>> begin Supplied material

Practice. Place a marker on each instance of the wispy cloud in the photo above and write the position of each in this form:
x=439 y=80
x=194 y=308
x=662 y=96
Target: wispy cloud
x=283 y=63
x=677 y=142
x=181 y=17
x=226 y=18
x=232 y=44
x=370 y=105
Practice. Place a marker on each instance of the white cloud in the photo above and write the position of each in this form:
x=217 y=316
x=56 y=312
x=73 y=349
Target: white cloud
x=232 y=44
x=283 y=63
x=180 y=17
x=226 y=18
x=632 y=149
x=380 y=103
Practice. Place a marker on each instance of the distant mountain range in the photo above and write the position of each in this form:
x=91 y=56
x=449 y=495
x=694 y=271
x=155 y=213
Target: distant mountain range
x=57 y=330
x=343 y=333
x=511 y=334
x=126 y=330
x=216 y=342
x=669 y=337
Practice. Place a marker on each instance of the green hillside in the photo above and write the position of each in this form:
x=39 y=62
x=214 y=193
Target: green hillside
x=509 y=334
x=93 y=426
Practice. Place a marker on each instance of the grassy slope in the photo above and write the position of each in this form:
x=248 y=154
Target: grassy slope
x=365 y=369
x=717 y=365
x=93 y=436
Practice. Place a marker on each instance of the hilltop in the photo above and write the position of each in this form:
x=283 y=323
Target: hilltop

>> end Supplied material

> [Task directions]: Retype, exactly and only, the lines running from the one with "Practice. Place a marker on each instance of the green" through the final line of the listing above.

> [Reply to the task]:
Practice. Place a marker on each instance of the green hillside in the photo above and write the position of each in this form:
x=39 y=62
x=214 y=193
Target: green hillside
x=509 y=334
x=93 y=426
Practice. Place a marker on each instance of the grassy slope in the photo above and write the position of each in this form:
x=248 y=154
Target: grassy slope
x=365 y=369
x=717 y=365
x=93 y=436
Practice. Place a marker on each instance of the hilltop in the photo above and write the position of each in this form:
x=283 y=323
Target: hilltop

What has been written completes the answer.